Stored items:
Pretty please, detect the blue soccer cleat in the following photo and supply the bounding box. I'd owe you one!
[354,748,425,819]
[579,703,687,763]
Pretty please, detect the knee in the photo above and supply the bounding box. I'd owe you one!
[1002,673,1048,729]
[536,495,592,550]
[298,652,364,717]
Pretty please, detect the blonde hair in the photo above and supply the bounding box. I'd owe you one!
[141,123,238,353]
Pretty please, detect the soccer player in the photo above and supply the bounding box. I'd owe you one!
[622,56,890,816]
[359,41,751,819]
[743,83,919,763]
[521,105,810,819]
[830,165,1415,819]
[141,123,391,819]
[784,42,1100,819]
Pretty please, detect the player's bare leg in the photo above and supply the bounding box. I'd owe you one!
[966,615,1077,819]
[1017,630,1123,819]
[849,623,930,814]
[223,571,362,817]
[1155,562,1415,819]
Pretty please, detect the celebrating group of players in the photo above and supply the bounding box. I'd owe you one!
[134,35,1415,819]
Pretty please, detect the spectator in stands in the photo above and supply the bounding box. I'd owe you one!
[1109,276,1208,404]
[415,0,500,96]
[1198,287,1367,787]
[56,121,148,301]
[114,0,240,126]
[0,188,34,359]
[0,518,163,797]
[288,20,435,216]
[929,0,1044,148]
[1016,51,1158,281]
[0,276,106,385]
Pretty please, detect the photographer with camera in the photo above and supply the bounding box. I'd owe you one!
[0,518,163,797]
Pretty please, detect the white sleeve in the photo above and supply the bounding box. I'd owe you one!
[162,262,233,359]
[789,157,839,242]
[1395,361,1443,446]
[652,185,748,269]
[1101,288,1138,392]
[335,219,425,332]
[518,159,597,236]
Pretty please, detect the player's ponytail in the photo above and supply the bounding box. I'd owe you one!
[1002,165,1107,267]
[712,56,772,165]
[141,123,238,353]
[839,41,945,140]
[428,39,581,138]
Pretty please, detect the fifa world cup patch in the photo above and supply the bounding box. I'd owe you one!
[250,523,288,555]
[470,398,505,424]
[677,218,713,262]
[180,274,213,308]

*AIM*.
Copy out the data from its start through the line containing "[134,35,1415,819]", both ends included, and keep the request lines unchanged. Scale every bounding-box coordinate in the answers by 0.95, rounding to whole numbers with halves rounded up.

*RESPONSE BELOW*.
Pretty please, detect the blue soccer cleat in the following photo and supply the bounding box. I'd owe you one!
[336,711,404,778]
[550,668,653,725]
Pretty please, detect the knee in the photo above and supply the bounding box. I'd owe you one!
[952,639,996,693]
[509,470,562,523]
[283,619,346,681]
Pretty please, detect the blonde hair in the photo above and supply the bounding box. I'd owe you one!
[134,117,226,335]
Pretty please, detect the soccer player in the photo above and supply the bounding box. I'd owe you one!
[591,53,846,775]
[341,39,713,778]
[706,79,873,725]
[495,100,770,778]
[789,157,1344,778]
[134,117,371,778]
[745,40,1045,778]
Pretty please, detect the player's bare leg in the photo above and supply the bounding box. I'd owe you one!
[918,584,1023,778]
[966,599,1067,778]
[807,592,884,773]
[212,542,344,776]
[1097,534,1344,778]
Pretty please, detect the celebrating group of players in the photo above and supply the bounding box. I'd owe you one!
[127,33,1344,778]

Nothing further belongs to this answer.